> What to work on
1. In the Neal Hannon interview, restate the text from "Neal Hannon is" up to and including "five to eight.)", substituting "essays" for "articles".
2. Which universities and companies does the Neal Hannon interview name as places he worked before joining the Financial Accounting Foundation?
3. Do these statements agree with the Neal Hannon interview? (a) Section 408 requires each SEC filer to be reviewed once every two years. (b) Hannon has been active in the XBRL community since 2000. (c) Mary L. Schapiro has prior experience at the Commodities Futures Trading Commission.

== Extract provided

XBRL: An Interview with Neal Hannon (Part 3)

Neal Hannon is an XBRL consultant and the former Director, Financial Reporting Technologies for the Financial Accounting Foundation (FAF). Prior to joining the FAF, Neal was a member of the accounting departments at the University of Hartford and Bryant University. In addition, he has held various controllership positions with companies such as United Technologies and Monsanto. Active in the XBRL community since 2000, he served on the first XBRL US steering committee and has written over 60 articles on XBRL. You can contact him by email.
 
This is the third  and final installment of a three-part interview (Part 1 has questions one to four, Part 2 has five to eight.)

 
(9) In your article Why the SEC Is Bullish on XBRL, published in January 2006, you noted that the enhanced review of periodic disclosures under Section 408 of the Sarbanes-Oxley Act (SOX) was another factor propelling the SEC to support  interactive data. Three years hence, how important do you feel this element has been in driving the SEC’s actions?

 
Very significant. The SEC is required by SOX each year to report progress on Section 408 to Congress. Section 408 requires each SEC filer to be thoroughly reviewed once every three years. The SEC’s annual report gives some detail regarding this requirement, but with the number and length of current filings growing rapidly with each passing day, manual systems just cannot keep up. The SEC has two strong principles guiding all its activities: the first is capital market protection, and the second is investor protection. They cannot perform either task with excellence without help from electronic submissions. 
 
XBRL, a clear and strong initiative under Chairman Cox, becomes increasingly important in today’s environment. The regulatory environment is swiftly moving toward stronger checks and balances, and the SEC is caught right in the middle. The new SEC Chair, Mary L. Schapiro, has prior experience at both the SEC and at the Commodities Futures Trading Commission. There has also been talk of combining and consolidating regulatory bodies. XBRL should be the key to establishing a common method for collecting and analyzing all compliance-related data.

====
== Data listing

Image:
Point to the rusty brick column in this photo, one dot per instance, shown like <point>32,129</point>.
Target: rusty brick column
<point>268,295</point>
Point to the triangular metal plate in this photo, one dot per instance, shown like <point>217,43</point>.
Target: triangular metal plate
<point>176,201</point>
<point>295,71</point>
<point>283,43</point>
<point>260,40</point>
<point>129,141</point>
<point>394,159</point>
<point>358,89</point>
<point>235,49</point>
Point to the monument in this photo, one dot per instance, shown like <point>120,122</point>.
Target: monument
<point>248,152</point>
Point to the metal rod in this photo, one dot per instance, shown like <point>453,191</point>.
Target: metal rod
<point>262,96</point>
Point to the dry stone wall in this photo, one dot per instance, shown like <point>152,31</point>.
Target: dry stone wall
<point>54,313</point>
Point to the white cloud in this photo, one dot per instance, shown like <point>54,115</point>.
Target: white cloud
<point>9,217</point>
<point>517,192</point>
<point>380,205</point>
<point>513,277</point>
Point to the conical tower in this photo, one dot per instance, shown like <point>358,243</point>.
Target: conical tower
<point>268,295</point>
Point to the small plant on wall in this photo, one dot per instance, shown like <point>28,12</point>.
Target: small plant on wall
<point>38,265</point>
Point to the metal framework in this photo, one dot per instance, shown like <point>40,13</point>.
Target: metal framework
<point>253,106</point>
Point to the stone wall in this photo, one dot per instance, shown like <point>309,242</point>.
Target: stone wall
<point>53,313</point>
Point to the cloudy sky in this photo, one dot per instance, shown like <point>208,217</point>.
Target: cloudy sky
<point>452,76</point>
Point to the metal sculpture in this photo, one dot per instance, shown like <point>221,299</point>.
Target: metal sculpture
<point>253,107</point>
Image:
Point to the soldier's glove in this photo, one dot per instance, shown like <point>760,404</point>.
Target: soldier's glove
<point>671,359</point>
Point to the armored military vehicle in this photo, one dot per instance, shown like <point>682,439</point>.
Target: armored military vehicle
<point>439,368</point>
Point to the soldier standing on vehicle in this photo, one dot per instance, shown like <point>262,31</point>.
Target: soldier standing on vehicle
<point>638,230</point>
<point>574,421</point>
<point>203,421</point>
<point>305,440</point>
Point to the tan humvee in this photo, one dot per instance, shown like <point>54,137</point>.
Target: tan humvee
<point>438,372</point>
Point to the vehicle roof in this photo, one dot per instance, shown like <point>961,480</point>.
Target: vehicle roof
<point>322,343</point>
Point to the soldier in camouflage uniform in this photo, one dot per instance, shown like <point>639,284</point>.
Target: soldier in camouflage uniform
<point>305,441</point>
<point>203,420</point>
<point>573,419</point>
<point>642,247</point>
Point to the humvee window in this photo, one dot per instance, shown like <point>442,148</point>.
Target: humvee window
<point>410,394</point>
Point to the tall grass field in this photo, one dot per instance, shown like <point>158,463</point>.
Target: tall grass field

====

> Task-by-task answers
1.
Neal Hannon is an XBRL consultant and the former Director, Financial Reporting Technologies for the Financial Accounting Foundation (FAF). Prior to joining the FAF, Neal was a member of the accounting departments at the University of Hartford and Bryant University. In addition, he has held various controllership positions with companies such as United Technologies and Monsanto. Active in the XBRL community since 2000, he served on the first XBRL US steering committee and has written over 60 essays on XBRL. You can contact him by email.
 
This is the third  and final installment of a three-part interview (Part 1 has questions one to four, Part 2 has five to eight.)

2. University of Hartford, Bryant University, United Technologies, Monsanto

3.
(a) No: "Section 408 requires each SEC filer to be thoroughly reviewed once every three years."
(b) Yes: "Active in the XBRL community since 2000"
(c) Yes: "The new SEC Chair, Mary L. Schapiro, has prior experience at both the SEC and at the Commodities Futures Trading Commission."